§ Work item
Reproduce the following records exactly from the line containing "One keypoint belongs on each instance. Indicate the blue jersey" onward, ending with the last line and including it.
═══ Data listing ═══
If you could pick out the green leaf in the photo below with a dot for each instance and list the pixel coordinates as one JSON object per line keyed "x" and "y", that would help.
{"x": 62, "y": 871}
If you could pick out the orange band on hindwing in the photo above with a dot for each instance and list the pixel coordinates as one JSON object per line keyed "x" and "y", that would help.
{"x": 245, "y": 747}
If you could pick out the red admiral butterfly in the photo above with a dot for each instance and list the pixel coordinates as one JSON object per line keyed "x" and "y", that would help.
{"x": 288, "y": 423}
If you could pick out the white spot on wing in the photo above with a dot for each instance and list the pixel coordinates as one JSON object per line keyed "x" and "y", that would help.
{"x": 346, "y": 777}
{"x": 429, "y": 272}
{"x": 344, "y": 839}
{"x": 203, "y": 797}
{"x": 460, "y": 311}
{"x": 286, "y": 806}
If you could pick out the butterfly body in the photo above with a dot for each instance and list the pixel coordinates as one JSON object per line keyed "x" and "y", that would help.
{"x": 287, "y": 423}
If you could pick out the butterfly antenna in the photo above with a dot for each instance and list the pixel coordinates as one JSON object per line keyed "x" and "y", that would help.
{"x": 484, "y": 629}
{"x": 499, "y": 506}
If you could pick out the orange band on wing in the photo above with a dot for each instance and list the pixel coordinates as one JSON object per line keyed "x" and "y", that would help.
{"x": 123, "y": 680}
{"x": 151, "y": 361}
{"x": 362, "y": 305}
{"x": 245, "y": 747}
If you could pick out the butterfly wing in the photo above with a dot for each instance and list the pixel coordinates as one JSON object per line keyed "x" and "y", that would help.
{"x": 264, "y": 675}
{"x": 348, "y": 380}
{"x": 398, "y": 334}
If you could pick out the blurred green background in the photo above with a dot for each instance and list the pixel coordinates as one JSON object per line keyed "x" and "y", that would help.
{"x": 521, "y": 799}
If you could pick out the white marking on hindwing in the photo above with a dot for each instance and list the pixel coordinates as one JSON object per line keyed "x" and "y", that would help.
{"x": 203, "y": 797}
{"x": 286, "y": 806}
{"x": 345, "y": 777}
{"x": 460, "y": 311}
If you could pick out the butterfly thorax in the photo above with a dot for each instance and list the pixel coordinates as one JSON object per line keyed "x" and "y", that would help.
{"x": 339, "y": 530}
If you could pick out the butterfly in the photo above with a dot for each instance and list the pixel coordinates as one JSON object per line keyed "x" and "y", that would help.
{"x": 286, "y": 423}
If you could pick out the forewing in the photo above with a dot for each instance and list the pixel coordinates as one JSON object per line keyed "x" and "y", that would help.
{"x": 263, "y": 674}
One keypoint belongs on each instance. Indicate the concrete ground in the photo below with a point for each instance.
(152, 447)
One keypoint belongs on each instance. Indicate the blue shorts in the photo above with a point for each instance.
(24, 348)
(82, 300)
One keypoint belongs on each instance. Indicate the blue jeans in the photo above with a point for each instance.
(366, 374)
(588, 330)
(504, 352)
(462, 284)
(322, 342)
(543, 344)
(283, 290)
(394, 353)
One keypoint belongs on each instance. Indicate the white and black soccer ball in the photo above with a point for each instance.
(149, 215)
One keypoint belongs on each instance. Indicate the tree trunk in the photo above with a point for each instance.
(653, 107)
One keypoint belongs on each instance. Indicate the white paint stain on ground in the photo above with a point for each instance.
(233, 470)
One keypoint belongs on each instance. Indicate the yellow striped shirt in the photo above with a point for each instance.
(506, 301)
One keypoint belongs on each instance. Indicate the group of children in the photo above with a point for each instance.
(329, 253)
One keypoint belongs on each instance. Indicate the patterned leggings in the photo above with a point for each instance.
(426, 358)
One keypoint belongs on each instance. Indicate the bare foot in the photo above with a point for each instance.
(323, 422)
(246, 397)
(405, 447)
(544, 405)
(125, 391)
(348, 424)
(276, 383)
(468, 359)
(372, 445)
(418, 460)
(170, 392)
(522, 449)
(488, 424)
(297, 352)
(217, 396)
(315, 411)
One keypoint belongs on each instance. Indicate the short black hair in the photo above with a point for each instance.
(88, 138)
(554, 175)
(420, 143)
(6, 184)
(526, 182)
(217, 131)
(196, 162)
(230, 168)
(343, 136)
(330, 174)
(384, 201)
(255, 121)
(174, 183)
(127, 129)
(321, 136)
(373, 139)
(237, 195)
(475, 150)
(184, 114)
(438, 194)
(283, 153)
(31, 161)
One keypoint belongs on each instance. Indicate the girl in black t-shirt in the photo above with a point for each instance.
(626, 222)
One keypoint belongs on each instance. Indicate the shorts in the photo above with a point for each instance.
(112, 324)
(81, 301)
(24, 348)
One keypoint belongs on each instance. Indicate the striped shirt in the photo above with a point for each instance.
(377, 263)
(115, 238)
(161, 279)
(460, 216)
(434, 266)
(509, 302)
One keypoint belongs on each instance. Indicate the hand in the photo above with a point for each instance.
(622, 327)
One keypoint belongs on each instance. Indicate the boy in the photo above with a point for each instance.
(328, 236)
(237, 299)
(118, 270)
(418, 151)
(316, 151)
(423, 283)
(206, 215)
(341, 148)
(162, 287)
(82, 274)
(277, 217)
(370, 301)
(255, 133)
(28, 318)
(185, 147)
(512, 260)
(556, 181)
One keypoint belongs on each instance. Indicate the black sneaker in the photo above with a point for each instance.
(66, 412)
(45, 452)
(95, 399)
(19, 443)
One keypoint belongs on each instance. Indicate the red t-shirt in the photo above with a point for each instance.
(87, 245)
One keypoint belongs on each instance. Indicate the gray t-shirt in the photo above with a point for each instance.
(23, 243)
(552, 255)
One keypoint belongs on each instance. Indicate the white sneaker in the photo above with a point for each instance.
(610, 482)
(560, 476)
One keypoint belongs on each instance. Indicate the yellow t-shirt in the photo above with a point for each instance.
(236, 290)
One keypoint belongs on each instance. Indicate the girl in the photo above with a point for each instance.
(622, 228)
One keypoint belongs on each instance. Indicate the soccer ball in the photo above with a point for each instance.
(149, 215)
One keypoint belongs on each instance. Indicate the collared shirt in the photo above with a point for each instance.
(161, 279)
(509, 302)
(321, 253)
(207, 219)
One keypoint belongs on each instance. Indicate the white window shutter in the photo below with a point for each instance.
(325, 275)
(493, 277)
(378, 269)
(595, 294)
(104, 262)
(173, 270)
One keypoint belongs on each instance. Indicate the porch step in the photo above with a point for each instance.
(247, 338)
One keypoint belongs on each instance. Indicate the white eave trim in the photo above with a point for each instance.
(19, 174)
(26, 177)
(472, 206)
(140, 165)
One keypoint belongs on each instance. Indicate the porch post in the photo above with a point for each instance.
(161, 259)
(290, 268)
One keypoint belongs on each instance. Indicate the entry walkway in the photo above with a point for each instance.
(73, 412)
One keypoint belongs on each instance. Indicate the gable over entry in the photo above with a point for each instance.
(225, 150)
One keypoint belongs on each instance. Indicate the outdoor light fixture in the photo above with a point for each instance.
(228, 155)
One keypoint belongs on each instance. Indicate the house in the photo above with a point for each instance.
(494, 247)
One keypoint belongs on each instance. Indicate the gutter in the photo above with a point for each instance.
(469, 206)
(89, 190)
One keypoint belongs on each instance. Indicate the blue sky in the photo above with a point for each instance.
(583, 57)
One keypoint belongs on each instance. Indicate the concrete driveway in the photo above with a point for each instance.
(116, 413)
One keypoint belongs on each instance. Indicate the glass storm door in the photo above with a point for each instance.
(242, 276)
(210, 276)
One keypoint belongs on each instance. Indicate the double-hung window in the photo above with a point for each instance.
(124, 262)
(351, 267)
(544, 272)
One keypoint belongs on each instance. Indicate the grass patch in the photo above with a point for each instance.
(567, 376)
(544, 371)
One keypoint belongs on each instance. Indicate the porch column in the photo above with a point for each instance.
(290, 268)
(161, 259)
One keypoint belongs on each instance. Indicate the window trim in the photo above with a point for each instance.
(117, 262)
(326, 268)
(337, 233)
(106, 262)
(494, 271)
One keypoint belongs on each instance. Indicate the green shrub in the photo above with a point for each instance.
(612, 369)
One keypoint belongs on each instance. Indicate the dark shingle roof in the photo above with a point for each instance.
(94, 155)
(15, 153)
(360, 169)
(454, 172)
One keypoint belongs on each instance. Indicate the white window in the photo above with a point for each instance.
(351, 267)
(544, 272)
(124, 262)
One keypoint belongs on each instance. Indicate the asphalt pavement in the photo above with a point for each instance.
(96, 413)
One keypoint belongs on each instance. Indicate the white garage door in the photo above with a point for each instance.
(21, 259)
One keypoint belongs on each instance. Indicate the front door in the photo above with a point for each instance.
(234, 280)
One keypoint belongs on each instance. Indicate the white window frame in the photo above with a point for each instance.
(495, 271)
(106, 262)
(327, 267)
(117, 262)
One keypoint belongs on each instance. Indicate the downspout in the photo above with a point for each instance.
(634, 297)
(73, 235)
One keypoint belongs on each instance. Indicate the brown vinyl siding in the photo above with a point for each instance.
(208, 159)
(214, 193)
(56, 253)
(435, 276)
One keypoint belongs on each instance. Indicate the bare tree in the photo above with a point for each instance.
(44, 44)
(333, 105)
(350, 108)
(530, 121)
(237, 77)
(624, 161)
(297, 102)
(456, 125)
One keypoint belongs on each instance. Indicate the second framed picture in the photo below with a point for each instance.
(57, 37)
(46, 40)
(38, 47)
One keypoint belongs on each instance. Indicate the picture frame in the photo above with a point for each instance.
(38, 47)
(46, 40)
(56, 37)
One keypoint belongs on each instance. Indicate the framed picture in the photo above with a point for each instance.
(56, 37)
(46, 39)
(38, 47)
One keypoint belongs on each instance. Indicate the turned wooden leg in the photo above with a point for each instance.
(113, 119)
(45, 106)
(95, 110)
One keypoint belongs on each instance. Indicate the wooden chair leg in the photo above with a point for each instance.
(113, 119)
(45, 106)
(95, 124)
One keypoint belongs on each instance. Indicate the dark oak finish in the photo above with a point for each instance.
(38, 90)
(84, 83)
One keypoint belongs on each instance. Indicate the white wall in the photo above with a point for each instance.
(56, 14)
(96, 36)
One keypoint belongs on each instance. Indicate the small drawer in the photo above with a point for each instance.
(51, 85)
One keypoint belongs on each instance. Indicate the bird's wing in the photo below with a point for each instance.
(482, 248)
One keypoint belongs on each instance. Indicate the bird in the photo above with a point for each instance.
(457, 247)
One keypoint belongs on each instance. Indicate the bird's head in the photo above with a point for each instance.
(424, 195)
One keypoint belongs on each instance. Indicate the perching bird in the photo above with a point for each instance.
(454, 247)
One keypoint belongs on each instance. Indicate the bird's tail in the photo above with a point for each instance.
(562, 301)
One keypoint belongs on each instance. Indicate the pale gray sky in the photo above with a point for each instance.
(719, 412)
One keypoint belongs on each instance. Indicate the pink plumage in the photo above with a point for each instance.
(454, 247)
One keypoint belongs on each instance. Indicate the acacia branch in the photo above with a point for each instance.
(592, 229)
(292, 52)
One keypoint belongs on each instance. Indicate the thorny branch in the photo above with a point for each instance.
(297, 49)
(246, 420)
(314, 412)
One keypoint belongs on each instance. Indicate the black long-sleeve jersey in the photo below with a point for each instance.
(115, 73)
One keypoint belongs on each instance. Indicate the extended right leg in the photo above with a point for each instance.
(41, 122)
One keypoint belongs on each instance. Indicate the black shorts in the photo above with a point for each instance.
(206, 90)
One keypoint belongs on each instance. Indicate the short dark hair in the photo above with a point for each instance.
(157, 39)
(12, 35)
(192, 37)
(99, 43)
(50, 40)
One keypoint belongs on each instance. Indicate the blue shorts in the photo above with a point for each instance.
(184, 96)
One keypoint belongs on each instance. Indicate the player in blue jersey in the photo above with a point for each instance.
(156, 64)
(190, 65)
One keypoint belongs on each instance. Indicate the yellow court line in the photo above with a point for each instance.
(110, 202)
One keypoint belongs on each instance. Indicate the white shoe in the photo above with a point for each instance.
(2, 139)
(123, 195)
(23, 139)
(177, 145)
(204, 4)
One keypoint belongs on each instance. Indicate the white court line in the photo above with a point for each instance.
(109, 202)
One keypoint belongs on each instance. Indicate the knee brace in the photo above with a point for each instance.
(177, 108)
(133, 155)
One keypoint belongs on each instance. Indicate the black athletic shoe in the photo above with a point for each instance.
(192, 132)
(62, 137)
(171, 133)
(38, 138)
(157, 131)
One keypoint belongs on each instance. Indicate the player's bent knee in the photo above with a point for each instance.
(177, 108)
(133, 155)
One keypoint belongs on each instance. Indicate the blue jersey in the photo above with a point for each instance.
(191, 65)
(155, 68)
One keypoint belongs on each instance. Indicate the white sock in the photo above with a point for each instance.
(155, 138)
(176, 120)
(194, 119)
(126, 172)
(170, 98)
═══
§ Answer space
One keypoint belongs on each instance. Indicate the blue jersey in the photo above with a point for each instance.
(191, 65)
(155, 68)
One keypoint belongs on each instance. Indicate the white sock in the photo above with a point for each instance.
(155, 138)
(176, 120)
(194, 119)
(126, 172)
(170, 98)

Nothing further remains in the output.